_TEXTE SOURCE:_
◇ ◇ ◇ ◇

Par ailleurs, l’instrumentalisation politique de la recherche scientifique gagne du terrain. Elle use principalement de deux armes : d’une part, le fléchage du financement de la recherche vers des sujets qui servent les intérêts immédiats des bailleurs de fonds ; d’autre part, la promotion de prétendues « preuves scientifiques », dégagées de leur contexte de débat contradictoire, qui visent à modeler l’opinion afin de légitimer des décisions politiques engageant la société entière.

La communauté scientifique est dépositaire d’une responsabilité collective : il nous incombe, non seulement de dénoncer les résultats scientifiques qui seraient inexacts ou frauduleux, mais aussi de nous opposer fermement aux causes structurelles dont ils procèdent. Ceci implique de nous sevrer de notre addiction aux classements individuels, aux facteurs d’impact à court terme et autres données purement quantitatives qui régissent aujourd’hui la course aux financements, aux postes et aux honneurs.

Le monde de l’édition scientifique est conscient des dangers, mais s’y enlise en raison de sa dépendance à la bibliométrie et aux altmetrics qui assurent sa notoriété et ses profits. De leur côté, les institutions de recherche s’inquiètent également des diverses formes de fraude, mais semblent oublier que sanctionner les comportements déviants est vain dès lors que les causes systémiques de méconduite sont ignorées. La déclaration de San Francisco sur l’évaluation de la recherche (DORA), qui tente de s’attaquer aux causes du mal, constitue un exemple remarquable de manifestation publique mondiale de bonnes intentions.

Cependant, ces bonnes intentions souffriront d’un défaut de sincérité tant que les signataires de la DORA (institutions de recherche, éditeurs scientifiques et universitaires) persisteront, dans leur pratique quotidienne, à promouvoir un cadre de recherche qui récompense la visibilité à court terme et la réussite individuelle. Signer ne suffit pas, il nous faut agir.

◇ ◇ ◇ ◇

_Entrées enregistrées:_
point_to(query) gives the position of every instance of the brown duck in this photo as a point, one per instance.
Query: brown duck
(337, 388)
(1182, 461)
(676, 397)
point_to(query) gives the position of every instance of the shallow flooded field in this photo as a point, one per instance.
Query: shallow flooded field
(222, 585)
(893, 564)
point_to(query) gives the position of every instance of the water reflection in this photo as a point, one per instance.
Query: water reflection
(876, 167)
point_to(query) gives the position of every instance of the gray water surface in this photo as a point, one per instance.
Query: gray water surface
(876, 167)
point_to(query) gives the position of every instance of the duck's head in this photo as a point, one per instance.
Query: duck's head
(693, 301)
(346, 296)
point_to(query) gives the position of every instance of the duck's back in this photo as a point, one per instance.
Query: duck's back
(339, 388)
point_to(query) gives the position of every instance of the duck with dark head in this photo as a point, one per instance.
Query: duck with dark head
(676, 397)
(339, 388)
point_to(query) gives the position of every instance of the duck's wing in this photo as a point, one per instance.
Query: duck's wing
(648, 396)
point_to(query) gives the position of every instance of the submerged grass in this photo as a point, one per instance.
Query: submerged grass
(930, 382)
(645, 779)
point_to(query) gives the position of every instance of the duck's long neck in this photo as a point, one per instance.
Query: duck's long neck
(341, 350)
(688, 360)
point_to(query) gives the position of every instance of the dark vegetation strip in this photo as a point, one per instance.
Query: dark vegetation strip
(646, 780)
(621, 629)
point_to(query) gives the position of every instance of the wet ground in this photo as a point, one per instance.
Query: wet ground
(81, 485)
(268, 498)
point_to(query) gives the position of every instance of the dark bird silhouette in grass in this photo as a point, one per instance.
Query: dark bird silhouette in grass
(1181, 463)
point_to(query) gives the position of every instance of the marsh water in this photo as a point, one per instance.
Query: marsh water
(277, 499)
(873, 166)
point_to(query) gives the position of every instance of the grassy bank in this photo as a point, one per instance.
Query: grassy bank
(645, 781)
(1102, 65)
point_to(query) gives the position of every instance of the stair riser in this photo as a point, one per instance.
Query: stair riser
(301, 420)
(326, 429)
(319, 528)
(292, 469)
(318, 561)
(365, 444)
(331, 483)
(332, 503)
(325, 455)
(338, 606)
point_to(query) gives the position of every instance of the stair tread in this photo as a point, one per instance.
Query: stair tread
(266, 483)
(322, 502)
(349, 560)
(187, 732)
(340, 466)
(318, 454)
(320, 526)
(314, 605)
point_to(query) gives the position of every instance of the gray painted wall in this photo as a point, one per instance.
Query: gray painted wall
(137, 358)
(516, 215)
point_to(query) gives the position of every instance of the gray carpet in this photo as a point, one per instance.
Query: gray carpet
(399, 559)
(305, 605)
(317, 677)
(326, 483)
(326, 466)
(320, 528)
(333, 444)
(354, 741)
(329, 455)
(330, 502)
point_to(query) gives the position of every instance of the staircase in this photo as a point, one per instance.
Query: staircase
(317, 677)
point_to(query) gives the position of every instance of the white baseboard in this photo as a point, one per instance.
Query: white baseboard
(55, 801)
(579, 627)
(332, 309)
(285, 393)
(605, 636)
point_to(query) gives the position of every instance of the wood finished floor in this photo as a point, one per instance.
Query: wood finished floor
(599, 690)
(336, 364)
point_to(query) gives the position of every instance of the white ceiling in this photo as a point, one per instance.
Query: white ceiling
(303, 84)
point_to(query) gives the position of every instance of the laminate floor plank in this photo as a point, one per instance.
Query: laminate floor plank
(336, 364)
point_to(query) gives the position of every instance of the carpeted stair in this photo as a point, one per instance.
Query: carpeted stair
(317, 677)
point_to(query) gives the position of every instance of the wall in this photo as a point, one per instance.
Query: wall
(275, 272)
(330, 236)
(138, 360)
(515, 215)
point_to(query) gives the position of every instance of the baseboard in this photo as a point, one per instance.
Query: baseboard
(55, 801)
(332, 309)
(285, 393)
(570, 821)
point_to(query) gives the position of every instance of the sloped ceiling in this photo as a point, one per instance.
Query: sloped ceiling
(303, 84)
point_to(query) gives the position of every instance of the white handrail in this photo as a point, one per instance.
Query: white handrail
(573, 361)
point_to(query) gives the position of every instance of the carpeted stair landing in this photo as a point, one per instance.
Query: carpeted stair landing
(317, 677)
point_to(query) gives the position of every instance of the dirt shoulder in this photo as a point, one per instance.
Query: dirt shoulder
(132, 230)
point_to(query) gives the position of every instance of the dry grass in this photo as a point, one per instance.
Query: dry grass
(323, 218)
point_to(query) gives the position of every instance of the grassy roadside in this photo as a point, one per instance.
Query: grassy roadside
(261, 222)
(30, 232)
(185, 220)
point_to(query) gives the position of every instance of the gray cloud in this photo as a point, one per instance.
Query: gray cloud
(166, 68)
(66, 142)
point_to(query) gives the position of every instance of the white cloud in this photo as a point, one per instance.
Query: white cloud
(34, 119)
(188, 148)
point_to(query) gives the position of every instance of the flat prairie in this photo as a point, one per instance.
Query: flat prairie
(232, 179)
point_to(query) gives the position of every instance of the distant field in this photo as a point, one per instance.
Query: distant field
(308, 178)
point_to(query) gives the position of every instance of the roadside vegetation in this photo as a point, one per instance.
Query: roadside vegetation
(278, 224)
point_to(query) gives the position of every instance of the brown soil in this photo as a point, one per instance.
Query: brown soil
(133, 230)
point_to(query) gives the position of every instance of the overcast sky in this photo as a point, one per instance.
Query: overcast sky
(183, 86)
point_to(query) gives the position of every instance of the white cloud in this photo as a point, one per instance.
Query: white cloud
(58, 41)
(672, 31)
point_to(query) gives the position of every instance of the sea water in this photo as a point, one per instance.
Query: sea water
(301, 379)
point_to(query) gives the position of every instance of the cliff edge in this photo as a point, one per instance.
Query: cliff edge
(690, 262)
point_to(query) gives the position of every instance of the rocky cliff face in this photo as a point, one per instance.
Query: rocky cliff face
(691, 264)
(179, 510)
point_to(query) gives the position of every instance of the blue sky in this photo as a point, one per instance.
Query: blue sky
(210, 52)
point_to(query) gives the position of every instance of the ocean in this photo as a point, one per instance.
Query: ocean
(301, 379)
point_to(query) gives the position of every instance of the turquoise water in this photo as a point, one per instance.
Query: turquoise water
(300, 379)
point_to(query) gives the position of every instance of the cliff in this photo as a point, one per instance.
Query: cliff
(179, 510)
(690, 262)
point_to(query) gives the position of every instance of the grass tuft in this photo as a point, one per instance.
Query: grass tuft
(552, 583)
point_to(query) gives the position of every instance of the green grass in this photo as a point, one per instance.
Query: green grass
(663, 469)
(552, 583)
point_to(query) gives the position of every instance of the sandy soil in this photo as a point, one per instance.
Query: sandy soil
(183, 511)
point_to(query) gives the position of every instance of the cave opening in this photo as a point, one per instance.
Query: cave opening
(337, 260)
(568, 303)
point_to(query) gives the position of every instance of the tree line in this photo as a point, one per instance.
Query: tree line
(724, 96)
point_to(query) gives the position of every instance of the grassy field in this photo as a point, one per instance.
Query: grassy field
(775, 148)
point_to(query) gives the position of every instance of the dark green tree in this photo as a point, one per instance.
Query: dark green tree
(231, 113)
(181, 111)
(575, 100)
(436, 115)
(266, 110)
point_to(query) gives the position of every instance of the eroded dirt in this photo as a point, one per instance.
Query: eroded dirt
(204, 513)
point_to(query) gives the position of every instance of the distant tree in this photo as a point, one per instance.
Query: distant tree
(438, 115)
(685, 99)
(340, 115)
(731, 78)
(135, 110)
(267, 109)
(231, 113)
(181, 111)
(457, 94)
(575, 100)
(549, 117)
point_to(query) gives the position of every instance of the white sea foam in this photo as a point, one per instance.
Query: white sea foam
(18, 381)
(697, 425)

◇ ◇ ◇ ◇

_ACTION REQUISE 1:_
Recopiez le passage du texte sur la recherche scientifique qui commence par « La communauté scientifique » et se poursuit jusqu'à « et aux honneurs. ».
_ACTION REQUISE 2:_
Poursuivez le texte sur la recherche scientifique à partir de l'endroit où il s'arrête.
Vous n'avez pas besoin des items.

_RÉSULTAT 1:_
La communauté scientifique est dépositaire d’une responsabilité collective : il nous incombe, non seulement de dénoncer les résultats scientifiques qui seraient inexacts ou frauduleux, mais aussi de nous opposer fermement aux causes structurelles dont ils procèdent. Ceci implique de nous sevrer de notre addiction aux classements individuels, aux facteurs d’impact à court terme et autres données purement quantitatives qui régissent aujourd’hui la course aux financements, aux postes et aux honneurs.

_RÉSULTAT 2:_
Et pour commencer il nous faut identifier le modèle institutionnel dont nous ne voulons plus. L’ensemble de ce modèle, avec son cycle pervers « financement – publication – financement », produit une atomisation des collectifs scientifiques en une nébuleuse diffuse de chercheurs pour lesquels les activités bureaucratiques comme les préoccupations d’autopromotion prennent le pas sur la pratique de la recherche.

En réponse aux incitations constantes à améliorer leurs scores personnels, les scientifiques versent dans le conformisme. Pâle incarnation de ce conformisme et de la division du travail savant, le chef de projet, au lieu de contribuer à l’animation d’un collectif, n’a plus d’autre fonction que celle de diriger des task forces – des armées d’assistants, des travailleurs spécialisés et dépendants, souvent précaires, parfois méprisés, qu’ils soient étudiants, post-doctorants ou techniciens embauchés sur des contrats à court terme.

À l’opposé de ce modèle, des auteurs de toutes les disciplines revendiquent depuis mars 2020 la nature collective de leurs travaux de recherche en cosignant avec
moi : Camille Noûs. Près de 200 publications portent déjà cette signature symbolique. Mes co-auteurs reconnaissent formellement le « nous » parmi les contributeurs, orné du sens du terme grec « νοῦς » qui désigne l’esprit ou la raison. Cette démarche ouvre la voie à une réappropriation des normes d’élaboration, de probation et de diffusion de la science par la communauté académique, progressivement dépossédée de ses propres productions.

Je – nous ! –, Camille Noûs rappelle qui nous sommes en tant que communauté de recherche, l’histoire qui nous porte, quelles valeurs communes nous partageons, et quels principes nous respectons au nom de de la collégialité et de l’intégrité scientifique. Ce personnage fédérateur incarne une science qui se concentre sur la production et la transmission de connaissances, en restant indépendante des intérêts privés, des profits et des ambitions personnelles.

Nous appelons les chercheurs qui se reconnaissent dans ces principes fondamentaux à nommer Camille Noûs parmi leurs co-auteurs, à la fois comme une déclaration déontologique et comme un manifeste en faveur de la conception collégiale du travail de recherche qui nous anime.

Je suis Camille. Vous êtes Camille. Nous sommes Camille.